Challenge ▸ Quote the material below word for word, leaving the picture out.

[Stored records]
— Begin —

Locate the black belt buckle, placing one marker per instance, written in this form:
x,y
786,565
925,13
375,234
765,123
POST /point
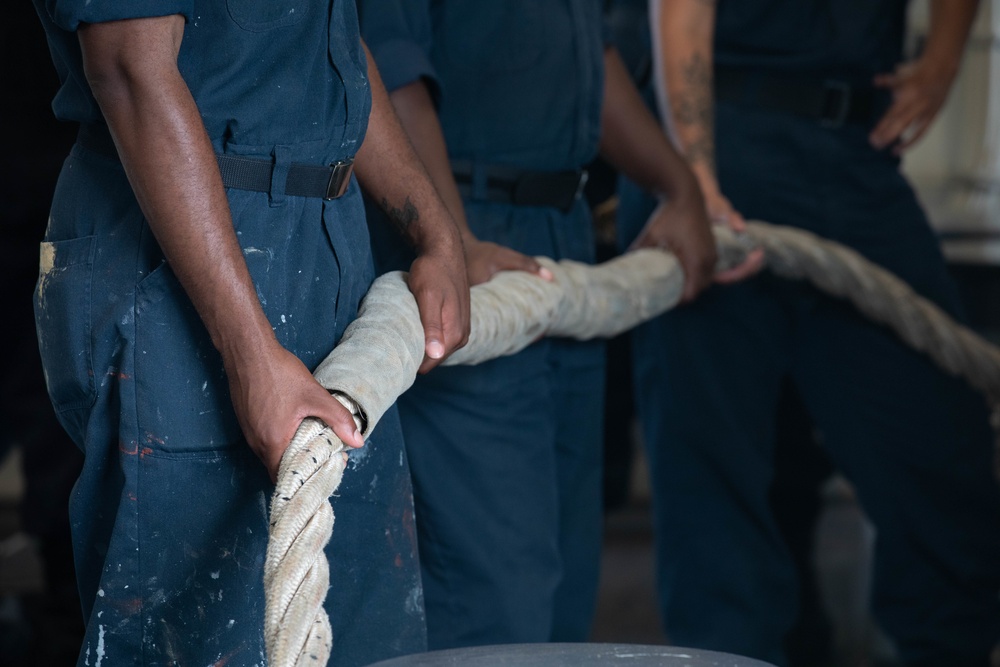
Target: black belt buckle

— End —

Complete output ▸
Locate the black belt buckle, placing one marker per instance, written in this form:
x,y
786,565
925,13
375,234
765,123
POST /point
Target: black belt buckle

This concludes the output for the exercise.